All of the records below must be reproduced exactly, minus any pictures.
[Opening RECORD EXCERPTS section]
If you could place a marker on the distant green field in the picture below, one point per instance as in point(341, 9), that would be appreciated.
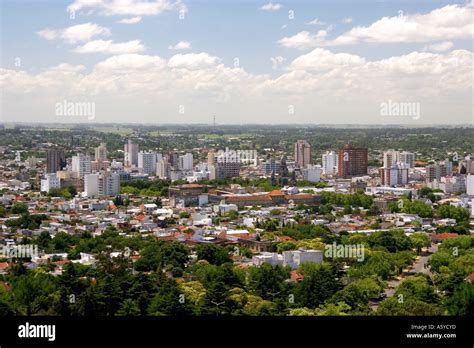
point(118, 130)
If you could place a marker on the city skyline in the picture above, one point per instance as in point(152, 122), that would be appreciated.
point(304, 64)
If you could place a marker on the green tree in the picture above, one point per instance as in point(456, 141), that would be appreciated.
point(128, 308)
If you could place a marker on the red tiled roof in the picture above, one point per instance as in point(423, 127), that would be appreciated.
point(275, 193)
point(443, 236)
point(254, 198)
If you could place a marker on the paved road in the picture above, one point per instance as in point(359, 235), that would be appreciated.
point(419, 266)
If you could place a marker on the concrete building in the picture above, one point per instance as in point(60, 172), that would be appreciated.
point(395, 175)
point(50, 181)
point(147, 162)
point(390, 158)
point(131, 154)
point(226, 168)
point(294, 258)
point(102, 184)
point(312, 173)
point(438, 170)
point(186, 162)
point(163, 169)
point(188, 195)
point(302, 153)
point(407, 158)
point(211, 158)
point(101, 152)
point(55, 160)
point(470, 185)
point(353, 161)
point(449, 184)
point(81, 165)
point(330, 163)
point(270, 166)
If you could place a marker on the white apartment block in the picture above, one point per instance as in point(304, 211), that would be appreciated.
point(50, 181)
point(470, 185)
point(392, 157)
point(147, 162)
point(102, 184)
point(312, 173)
point(131, 154)
point(163, 169)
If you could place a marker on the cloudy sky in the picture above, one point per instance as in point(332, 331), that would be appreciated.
point(184, 61)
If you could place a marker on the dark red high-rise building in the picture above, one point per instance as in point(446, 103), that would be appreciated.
point(352, 161)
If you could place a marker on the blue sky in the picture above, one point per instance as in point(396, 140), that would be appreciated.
point(227, 30)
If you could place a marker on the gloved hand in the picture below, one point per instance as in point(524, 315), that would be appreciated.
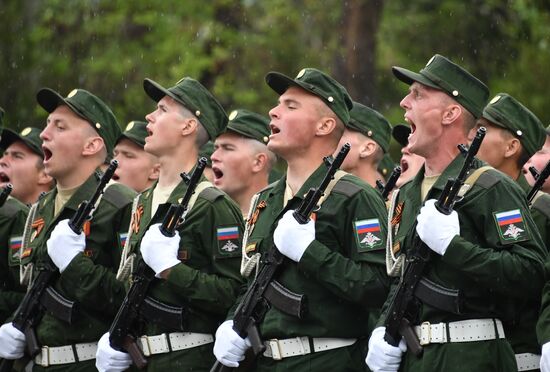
point(158, 251)
point(64, 245)
point(435, 228)
point(383, 356)
point(292, 238)
point(545, 358)
point(108, 359)
point(12, 341)
point(229, 347)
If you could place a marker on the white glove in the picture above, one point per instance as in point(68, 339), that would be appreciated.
point(292, 238)
point(229, 347)
point(108, 359)
point(383, 356)
point(12, 341)
point(545, 358)
point(64, 245)
point(435, 228)
point(158, 251)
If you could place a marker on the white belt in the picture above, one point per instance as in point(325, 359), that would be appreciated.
point(165, 343)
point(462, 331)
point(279, 349)
point(50, 356)
point(527, 361)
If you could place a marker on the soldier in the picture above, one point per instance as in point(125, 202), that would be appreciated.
point(12, 222)
point(539, 161)
point(137, 169)
point(80, 133)
point(241, 161)
point(514, 134)
point(335, 261)
point(198, 268)
point(368, 132)
point(485, 256)
point(410, 163)
point(21, 165)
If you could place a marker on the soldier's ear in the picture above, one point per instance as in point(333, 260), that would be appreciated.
point(451, 114)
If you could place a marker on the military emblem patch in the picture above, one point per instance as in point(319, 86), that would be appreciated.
point(228, 239)
point(511, 227)
point(367, 233)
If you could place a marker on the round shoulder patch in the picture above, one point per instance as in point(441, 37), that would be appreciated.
point(26, 131)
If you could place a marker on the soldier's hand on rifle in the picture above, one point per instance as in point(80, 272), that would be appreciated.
point(383, 356)
point(12, 342)
point(292, 238)
point(545, 358)
point(229, 347)
point(158, 251)
point(435, 228)
point(108, 359)
point(64, 245)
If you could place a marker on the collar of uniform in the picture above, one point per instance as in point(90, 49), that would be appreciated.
point(522, 182)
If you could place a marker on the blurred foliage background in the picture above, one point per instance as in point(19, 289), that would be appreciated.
point(110, 46)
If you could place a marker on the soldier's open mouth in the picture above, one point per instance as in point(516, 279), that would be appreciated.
point(217, 173)
point(404, 166)
point(47, 153)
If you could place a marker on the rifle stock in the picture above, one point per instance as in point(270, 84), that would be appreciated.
point(254, 304)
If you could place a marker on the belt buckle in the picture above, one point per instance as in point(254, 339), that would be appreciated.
point(425, 333)
point(276, 353)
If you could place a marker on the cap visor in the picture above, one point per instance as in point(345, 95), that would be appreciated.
point(410, 77)
point(280, 82)
point(49, 99)
point(156, 91)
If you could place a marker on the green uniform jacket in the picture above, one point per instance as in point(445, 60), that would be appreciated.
point(12, 223)
point(90, 278)
point(207, 280)
point(520, 332)
point(542, 206)
point(494, 270)
point(342, 272)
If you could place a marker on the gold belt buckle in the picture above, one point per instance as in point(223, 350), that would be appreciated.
point(425, 329)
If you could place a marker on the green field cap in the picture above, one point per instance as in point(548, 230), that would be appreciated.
point(29, 136)
point(196, 98)
point(318, 83)
point(87, 106)
point(250, 125)
point(370, 123)
point(440, 73)
point(135, 131)
point(506, 112)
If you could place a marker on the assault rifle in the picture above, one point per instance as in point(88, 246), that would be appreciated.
point(42, 296)
point(397, 322)
point(388, 187)
point(136, 305)
point(255, 302)
point(540, 179)
point(6, 191)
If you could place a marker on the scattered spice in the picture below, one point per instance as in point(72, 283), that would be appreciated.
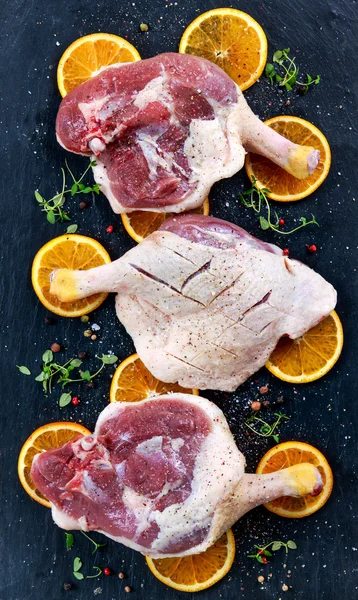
point(255, 406)
point(264, 429)
point(69, 540)
point(263, 552)
point(255, 198)
point(311, 248)
point(49, 321)
point(67, 586)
[Closing RECORD EXCERPTS section]
* PROBLEM SOLUTION:
If you could place a marker on the distant green field in the picture below, one point per instance as in point(341, 9), that would be appreciated.
point(118, 130)
If you could place a marker on the city skyline in the picture above, one point per instance as in point(152, 122), that would be appreciated.
point(304, 64)
If you could place a marker on the green tree in the picture above, one point per instance as in point(456, 141), that would be appreciated.
point(128, 308)
If you could place a marker on the red tiled roof in the picture above, one point per instance as in point(423, 127), that would be appreciated.
point(275, 193)
point(443, 236)
point(254, 198)
If you could place a marker on the paved road in the picture above, one point per instance as in point(359, 235), that would be appreciated.
point(419, 266)
If you could place a marker on the concrete building in the picture above, one point per instance as in point(60, 172), that would be appreciated.
point(395, 175)
point(50, 181)
point(147, 162)
point(390, 158)
point(131, 154)
point(226, 168)
point(294, 258)
point(102, 184)
point(312, 173)
point(438, 170)
point(186, 162)
point(163, 169)
point(188, 195)
point(302, 153)
point(407, 158)
point(211, 158)
point(101, 152)
point(55, 160)
point(470, 185)
point(353, 161)
point(449, 184)
point(81, 165)
point(330, 163)
point(270, 166)
If you could place a marker on the white apartment block in the picture above, one point per instance as in point(304, 211), that would be appreciated.
point(50, 181)
point(470, 185)
point(392, 157)
point(147, 162)
point(102, 184)
point(312, 173)
point(131, 154)
point(163, 169)
If you could place a marker on the cloudy sky in the picture above, one point per instance as in point(332, 331), that would be appreciated.
point(184, 61)
If you could place a marker on the dark red high-rise building in the picture above, one point per instance as in point(446, 103), that would be appreciated.
point(352, 161)
If you could place a marker on the blue sky in the picture above, one point per instance as in point(396, 140), that would be appreciated.
point(227, 30)
If you could place a marker on the gloved hand in the picture below, one point per instance as in point(524, 315), that would be appreciated.
point(158, 251)
point(64, 245)
point(435, 228)
point(383, 356)
point(292, 238)
point(545, 358)
point(108, 359)
point(12, 341)
point(229, 347)
If you could place a marker on the white glove in the picture above, one point per instance as in point(68, 339), that would be appreciated.
point(292, 238)
point(229, 347)
point(108, 359)
point(383, 356)
point(12, 341)
point(545, 358)
point(64, 245)
point(435, 228)
point(158, 251)
If you could place a marker on the white belt in the picture above, one point per instance as in point(325, 359), that would be appreciated.
point(165, 343)
point(462, 331)
point(279, 349)
point(50, 356)
point(527, 361)
If you could place a marker on the soldier in the picture above, one point per instance as in point(125, 202), that would be appreciated.
point(12, 222)
point(539, 161)
point(137, 169)
point(80, 133)
point(241, 161)
point(514, 134)
point(335, 261)
point(198, 268)
point(368, 132)
point(485, 256)
point(410, 163)
point(21, 165)
If you could place a marker on the soldier's ear in the picture above, one point per instance as in point(333, 260), that would be appreciated.
point(451, 114)
If you could place a marker on the military emblem patch in the picture above, one point per instance as in point(319, 86), that would be appreciated.
point(228, 239)
point(511, 227)
point(367, 233)
If you could place a marker on the round shoulder patch in the picture above, one point per instance as in point(441, 37), that would be appreciated.
point(26, 131)
If you could place a marker on the soldier's hand on rifle in the picture above, one point per instance as in point(80, 272), that would be appreciated.
point(383, 356)
point(12, 342)
point(292, 238)
point(545, 358)
point(229, 347)
point(158, 251)
point(435, 228)
point(108, 359)
point(64, 245)
If you could place a marker on the collar of uniform in the picture above, one point per instance as in point(90, 49), that would be appreciated.
point(522, 182)
If you could place a marker on the blurred foliage background in the picture above, one point per instance as in point(19, 289), that would be appreciated.
point(110, 46)
If you could place a marker on the soldier's open mouth in the picture above, one point per instance as in point(516, 279), that would be appreciated.
point(217, 173)
point(404, 166)
point(47, 153)
If you could place a marker on the rifle stock in the picture above, one point per instance as in point(270, 84), that would be appreciated.
point(254, 304)
If you could place a marker on the belt buckle in the picture above, one point per instance as in point(254, 339), that would be appreciated.
point(425, 333)
point(276, 353)
If you could place a marker on the cap visor in the picture above, one point per instance as in point(345, 95), that would be appreciated.
point(410, 77)
point(280, 82)
point(49, 99)
point(156, 91)
If you could place a marker on the green uniform jacket in the picture above, one point per instance as in point(445, 60), that would be appreciated.
point(12, 223)
point(90, 278)
point(207, 280)
point(520, 332)
point(542, 206)
point(494, 270)
point(342, 272)
If you could place a marker on the gold belt buckle in the picture above, one point per instance as in point(223, 350), that would be appreciated.
point(425, 329)
If you could place a marker on the green field cap in the picture above, one point per instance as in point(548, 230), that would be appreciated.
point(29, 136)
point(196, 98)
point(318, 83)
point(87, 106)
point(250, 125)
point(370, 123)
point(440, 73)
point(135, 131)
point(506, 112)
If you could place a marker on the assault rifle in the picture above, one point per instance as in point(88, 246), that would be appreciated.
point(42, 296)
point(397, 322)
point(388, 187)
point(136, 305)
point(255, 302)
point(540, 179)
point(6, 191)
If you could place a marker on the scattered spice in the picture below, one point per instance as in point(72, 283), that would be appreciated.
point(255, 406)
point(264, 429)
point(69, 540)
point(263, 552)
point(255, 198)
point(311, 248)
point(49, 321)
point(67, 586)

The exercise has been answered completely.